____ Listing
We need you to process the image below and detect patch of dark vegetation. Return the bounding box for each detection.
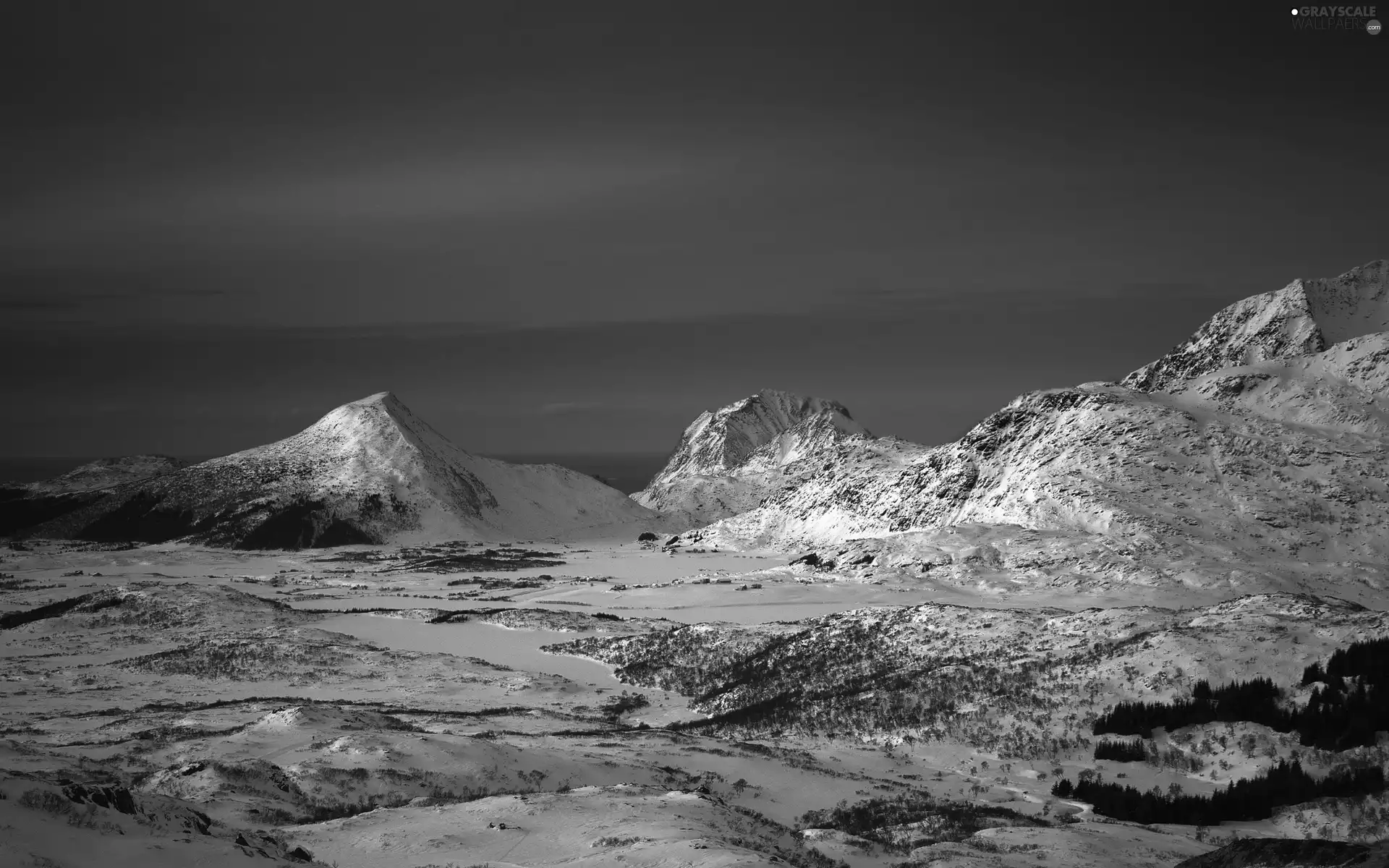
[796,790,1049,853]
[599,690,651,720]
[236,498,381,548]
[1175,838,1386,868]
[449,576,547,590]
[72,492,211,543]
[114,639,352,681]
[553,619,1090,757]
[0,488,106,536]
[0,593,121,631]
[385,542,564,578]
[1297,639,1389,750]
[790,551,835,569]
[313,550,394,564]
[0,572,67,590]
[1095,739,1147,762]
[1051,760,1385,826]
[1093,639,1389,758]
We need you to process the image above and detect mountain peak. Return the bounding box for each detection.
[1121,260,1389,391]
[632,389,872,524]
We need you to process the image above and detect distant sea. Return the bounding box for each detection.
[0,453,668,495]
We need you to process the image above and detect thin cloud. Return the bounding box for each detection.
[540,401,607,415]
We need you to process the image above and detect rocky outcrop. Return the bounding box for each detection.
[655,263,1389,587]
[1122,260,1389,391]
[632,389,872,527]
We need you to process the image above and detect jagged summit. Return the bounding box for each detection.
[1122,260,1389,391]
[5,391,661,548]
[632,389,872,524]
[640,261,1389,590]
[663,389,871,475]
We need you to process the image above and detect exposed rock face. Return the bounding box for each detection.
[7,393,658,548]
[651,263,1389,587]
[632,389,872,525]
[1122,260,1389,391]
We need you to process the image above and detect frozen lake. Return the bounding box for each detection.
[317,616,631,689]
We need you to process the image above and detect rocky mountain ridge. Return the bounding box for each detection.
[644,261,1389,589]
[4,393,661,548]
[632,389,872,525]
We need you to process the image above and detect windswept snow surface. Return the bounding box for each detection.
[643,261,1389,589]
[8,391,661,547]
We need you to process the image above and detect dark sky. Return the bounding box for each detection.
[0,0,1389,456]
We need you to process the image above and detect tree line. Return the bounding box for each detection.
[1092,639,1389,760]
[1051,760,1385,826]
________
• [Work to do] Format every one of the lines above as a Markdown table with a Row column for the row number and a Line column for the line itself, skipping any blank lines. Leave the pictures out of the table.

• [Response to this exercise]
| Row | Line |
|---|---|
| 1 | We need you to process the image below and detect patch of dark vegetation. Return the bounding box for each detection. |
| 2 | [796,790,1049,853] |
| 3 | [599,690,651,720] |
| 4 | [236,498,381,548] |
| 5 | [1175,838,1386,868] |
| 6 | [449,576,547,590] |
| 7 | [72,492,211,543] |
| 8 | [114,639,352,681] |
| 9 | [553,619,1090,757] |
| 10 | [0,488,106,536] |
| 11 | [0,593,121,631] |
| 12 | [385,542,564,578] |
| 13 | [1297,639,1389,750] |
| 14 | [790,551,835,569] |
| 15 | [313,550,394,564] |
| 16 | [0,572,67,590] |
| 17 | [1095,739,1147,762] |
| 18 | [1051,760,1385,826] |
| 19 | [1093,639,1389,758] |
| 20 | We need you to process the image above and detect mountain peak. Return the bounding box for each detection. |
| 21 | [1121,260,1389,391] |
| 22 | [632,389,872,524] |
| 23 | We need you to process the image above and detect distant sea. Return the bounding box for each detection. |
| 24 | [0,453,668,495] |
| 25 | We need you to process the image above and detect thin cloud. Return the bounding box for each detection. |
| 26 | [540,401,607,415] |
| 27 | We need you to process the image above and detect rocky outcrop. Return the bounding box for each detection. |
| 28 | [655,263,1389,587] |
| 29 | [1122,260,1389,391] |
| 30 | [632,389,872,527] |
| 31 | We need you to process the image above and detect jagged summit. Return the bounding box for each detection. |
| 32 | [1122,260,1389,391] |
| 33 | [5,391,661,548] |
| 34 | [632,389,872,524] |
| 35 | [640,261,1389,590] |
| 36 | [663,389,871,475] |
| 37 | We need you to process the image above and detect exposed rock face. Return the bounding box for each detection. |
| 38 | [7,393,658,548] |
| 39 | [651,263,1389,587] |
| 40 | [632,389,872,525] |
| 41 | [1122,260,1389,391] |
| 42 | We need you to process the image above and detect frozen lake. Return the bounding box for each detection. |
| 43 | [317,616,631,689] |
| 44 | We need you to process the image above and detect rocky mountain ridge. Return the bounding box for each detection. |
| 45 | [644,261,1389,589] |
| 46 | [4,393,661,548] |
| 47 | [632,389,872,525] |
| 48 | We need you to process the image above and detect windswept snow surface. Return the bounding box for each detection. |
| 49 | [643,261,1389,589] |
| 50 | [8,391,661,547] |
| 51 | We need you to process the image above and detect dark sky. Return the bounding box for each detection. |
| 52 | [0,0,1389,456] |
| 53 | We need you to process the image above and detect tree line. Return the bounding box for each detection. |
| 54 | [1092,639,1389,760] |
| 55 | [1051,760,1385,826] |